## Task list:
A. From the interview excerpt below, reproduce word for word the passage that begins at "I think we’ve" and stops after "product approvals processes.".
B. Answer these questions using the interview excerpt below:
(i) According to Mike Tobin, what has made the industry finally look at training with any great degree of seriousness?
(ii) On what date does Paul Pope say the UK leaves the EU?
(iii) What does Mike Tobin say makes training centres across the UK unrealistic at the moment?

Mike Tobin: In an ideal world, I’d like to see training centres across the UK where practitioners can go back to the original ways of learning their trade before going out on-site. Given the financial impact of COVID-19, that’s unfortunately not realistic or practical at the moment.

I think we’ve been guilty of being too slow off the mark with training. It has taken Dame Judith Hackitt shouting at the industry for this issue to be looked at with any great degree of seriousness.

Mark Sennett: What do you believe will be the biggest impact of Brexit when it comes to the fire sector?

Paul Pope: The key issue is whether, on 1st January 2021, we leave the EU with or without a deal, but whatever the outcome the whole landscape will change. With a deal, we first need to see the new trading arrangements. Without a deal, there will be immediate and significant implications for cross-border trade and in terms of product approvals processes.

## Dataset excerpts:

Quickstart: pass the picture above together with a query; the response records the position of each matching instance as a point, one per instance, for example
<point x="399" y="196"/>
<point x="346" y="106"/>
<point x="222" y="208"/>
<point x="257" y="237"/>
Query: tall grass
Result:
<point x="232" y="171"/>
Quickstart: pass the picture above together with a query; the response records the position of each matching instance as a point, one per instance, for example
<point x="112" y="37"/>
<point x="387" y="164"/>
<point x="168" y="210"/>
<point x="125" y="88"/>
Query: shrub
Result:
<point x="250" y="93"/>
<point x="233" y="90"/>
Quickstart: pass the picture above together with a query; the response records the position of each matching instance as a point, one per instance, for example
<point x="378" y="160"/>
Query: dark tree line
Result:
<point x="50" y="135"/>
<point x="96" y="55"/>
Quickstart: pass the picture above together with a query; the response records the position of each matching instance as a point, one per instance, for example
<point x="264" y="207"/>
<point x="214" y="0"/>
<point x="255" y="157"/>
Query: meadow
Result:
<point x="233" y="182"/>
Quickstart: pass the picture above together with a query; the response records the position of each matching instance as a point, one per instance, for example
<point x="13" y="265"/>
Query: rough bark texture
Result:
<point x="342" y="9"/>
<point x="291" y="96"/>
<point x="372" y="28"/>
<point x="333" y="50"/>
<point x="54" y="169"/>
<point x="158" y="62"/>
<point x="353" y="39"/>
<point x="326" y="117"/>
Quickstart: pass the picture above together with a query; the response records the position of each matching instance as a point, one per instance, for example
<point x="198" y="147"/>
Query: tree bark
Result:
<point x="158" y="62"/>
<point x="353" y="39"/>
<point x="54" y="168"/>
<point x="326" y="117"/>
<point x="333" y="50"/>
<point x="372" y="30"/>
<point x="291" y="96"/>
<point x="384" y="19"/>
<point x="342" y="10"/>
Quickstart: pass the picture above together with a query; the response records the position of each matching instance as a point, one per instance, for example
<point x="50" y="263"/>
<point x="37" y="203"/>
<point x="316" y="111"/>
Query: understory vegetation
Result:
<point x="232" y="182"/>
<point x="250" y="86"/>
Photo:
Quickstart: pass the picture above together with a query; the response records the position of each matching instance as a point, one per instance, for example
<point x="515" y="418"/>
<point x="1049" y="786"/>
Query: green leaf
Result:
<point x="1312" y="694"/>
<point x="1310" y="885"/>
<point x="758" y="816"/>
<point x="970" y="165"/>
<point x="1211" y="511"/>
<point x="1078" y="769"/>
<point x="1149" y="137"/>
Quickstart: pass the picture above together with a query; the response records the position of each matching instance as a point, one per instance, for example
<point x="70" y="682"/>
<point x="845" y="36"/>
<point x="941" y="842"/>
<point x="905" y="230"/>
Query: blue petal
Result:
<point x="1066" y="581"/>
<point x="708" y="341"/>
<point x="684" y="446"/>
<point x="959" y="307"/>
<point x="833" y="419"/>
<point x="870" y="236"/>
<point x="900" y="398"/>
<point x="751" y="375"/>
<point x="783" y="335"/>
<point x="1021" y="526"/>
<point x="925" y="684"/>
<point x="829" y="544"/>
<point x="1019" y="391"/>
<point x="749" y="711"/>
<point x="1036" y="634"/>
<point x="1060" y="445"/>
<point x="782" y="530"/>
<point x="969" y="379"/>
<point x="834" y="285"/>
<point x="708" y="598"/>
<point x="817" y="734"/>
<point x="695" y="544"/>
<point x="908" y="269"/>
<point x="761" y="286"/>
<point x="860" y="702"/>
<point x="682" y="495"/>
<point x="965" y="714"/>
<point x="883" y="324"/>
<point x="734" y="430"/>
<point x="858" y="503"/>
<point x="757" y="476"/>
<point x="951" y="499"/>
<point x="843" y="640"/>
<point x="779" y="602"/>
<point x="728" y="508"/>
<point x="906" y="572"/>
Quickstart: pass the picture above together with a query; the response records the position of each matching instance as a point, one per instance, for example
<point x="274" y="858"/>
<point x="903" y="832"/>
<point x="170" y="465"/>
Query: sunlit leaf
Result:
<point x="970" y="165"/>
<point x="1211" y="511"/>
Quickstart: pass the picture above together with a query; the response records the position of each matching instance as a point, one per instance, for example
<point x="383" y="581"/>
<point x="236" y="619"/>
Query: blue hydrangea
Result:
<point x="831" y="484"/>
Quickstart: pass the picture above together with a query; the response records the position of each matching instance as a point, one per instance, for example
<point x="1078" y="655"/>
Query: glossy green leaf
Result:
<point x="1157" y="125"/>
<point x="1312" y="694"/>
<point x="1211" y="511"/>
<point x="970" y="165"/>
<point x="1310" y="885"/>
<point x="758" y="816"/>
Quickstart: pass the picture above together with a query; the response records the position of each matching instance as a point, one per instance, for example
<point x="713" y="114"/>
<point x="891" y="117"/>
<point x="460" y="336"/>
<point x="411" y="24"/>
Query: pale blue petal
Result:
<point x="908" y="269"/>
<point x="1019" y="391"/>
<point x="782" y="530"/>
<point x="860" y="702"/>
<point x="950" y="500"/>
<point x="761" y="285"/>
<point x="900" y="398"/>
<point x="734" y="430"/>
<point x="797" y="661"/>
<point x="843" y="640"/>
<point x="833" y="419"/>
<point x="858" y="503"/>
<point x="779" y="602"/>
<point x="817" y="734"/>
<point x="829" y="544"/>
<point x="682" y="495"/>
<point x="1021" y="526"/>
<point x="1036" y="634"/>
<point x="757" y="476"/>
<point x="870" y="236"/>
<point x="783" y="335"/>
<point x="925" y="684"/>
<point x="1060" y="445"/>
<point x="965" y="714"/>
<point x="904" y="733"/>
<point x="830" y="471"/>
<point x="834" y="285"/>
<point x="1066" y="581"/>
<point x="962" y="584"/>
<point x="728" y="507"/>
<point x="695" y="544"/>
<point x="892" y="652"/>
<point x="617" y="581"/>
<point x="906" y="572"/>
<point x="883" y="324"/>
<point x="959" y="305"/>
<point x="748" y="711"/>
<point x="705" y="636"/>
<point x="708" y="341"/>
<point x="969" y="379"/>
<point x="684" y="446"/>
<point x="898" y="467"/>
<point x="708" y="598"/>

## Replies:
A.
I think we’ve been guilty of being too slow off the mark with training. It has taken Dame Judith Hackitt shouting at the industry for this issue to be looked at with any great degree of seriousness.

Mark Sennett: What do you believe will be the biggest impact of Brexit when it comes to the fire sector?

Paul Pope: The key issue is whether, on 1st January 2021, we leave the EU with or without a deal, but whatever the outcome the whole landscape will change. With a deal, we first need to see the new trading arrangements. Without a deal, there will be immediate and significant implications for cross-border trade and in terms of product approvals processes.

B.
(i) Dame Judith Hackitt shouting at the industry.
(ii) 1st January 2021.
(iii) The financial impact of COVID-19.